▶ _Task to complete_
Repeat precisely the span of lines below that opens with the line containing "Please point out the white" and closes with the line containing "Please point out the ground", both included.
········
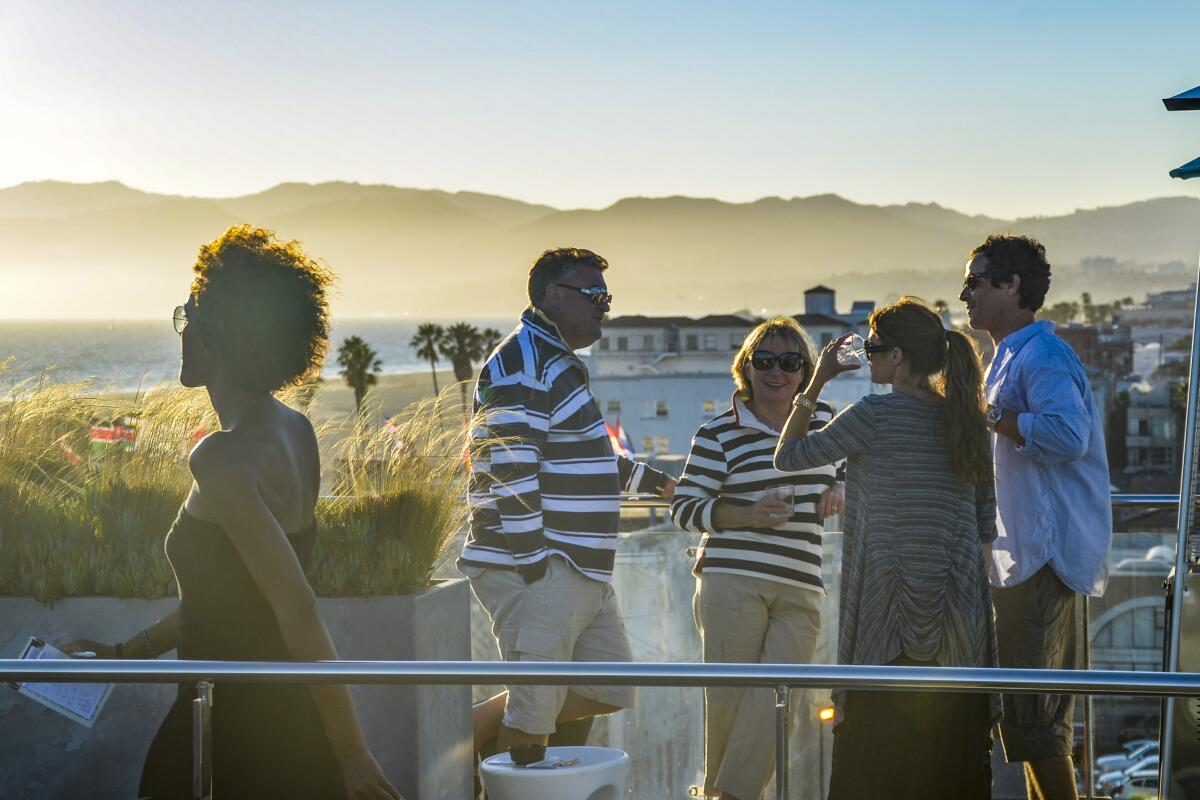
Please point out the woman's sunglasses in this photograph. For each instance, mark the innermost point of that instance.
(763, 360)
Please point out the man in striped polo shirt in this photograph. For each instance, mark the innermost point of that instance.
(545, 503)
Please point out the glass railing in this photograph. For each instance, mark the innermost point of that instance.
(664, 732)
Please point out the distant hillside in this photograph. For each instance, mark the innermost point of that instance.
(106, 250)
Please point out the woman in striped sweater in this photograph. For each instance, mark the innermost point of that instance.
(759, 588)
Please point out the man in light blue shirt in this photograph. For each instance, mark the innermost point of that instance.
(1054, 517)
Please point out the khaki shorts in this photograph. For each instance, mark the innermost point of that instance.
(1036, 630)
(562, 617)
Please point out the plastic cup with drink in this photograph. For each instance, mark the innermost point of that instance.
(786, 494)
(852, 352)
········
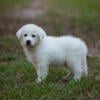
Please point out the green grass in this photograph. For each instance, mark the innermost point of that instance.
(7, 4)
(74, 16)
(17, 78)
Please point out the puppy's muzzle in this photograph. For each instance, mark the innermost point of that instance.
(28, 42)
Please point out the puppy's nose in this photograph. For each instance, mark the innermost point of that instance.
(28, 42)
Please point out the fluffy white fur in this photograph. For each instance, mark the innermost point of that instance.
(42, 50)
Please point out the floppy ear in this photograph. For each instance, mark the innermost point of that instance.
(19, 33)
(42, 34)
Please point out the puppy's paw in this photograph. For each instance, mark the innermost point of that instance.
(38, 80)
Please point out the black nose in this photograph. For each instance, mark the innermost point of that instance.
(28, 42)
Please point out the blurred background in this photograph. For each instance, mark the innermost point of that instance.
········
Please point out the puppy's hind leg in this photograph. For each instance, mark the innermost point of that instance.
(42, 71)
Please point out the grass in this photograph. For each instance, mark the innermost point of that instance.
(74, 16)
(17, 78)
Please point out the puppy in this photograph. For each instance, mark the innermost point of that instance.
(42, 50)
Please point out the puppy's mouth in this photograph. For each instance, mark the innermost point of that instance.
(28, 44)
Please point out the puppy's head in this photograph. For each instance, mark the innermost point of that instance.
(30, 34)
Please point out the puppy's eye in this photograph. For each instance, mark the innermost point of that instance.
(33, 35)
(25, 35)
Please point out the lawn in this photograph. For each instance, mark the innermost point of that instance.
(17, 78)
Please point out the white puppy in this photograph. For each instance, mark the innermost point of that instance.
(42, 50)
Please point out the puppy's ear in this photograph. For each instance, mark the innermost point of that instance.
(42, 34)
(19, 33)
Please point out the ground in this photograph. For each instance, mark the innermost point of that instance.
········
▶ _Output for this task_
Please point out the white puppy in this photograph. For each instance, mark the innermost point of that instance.
(42, 50)
Please point out the puppy's ear in this photograph. For each instance, mark the innermost point of that instance.
(42, 34)
(19, 33)
Please point out the ground in this photograph. For each instance, mark the innermost point of that instance.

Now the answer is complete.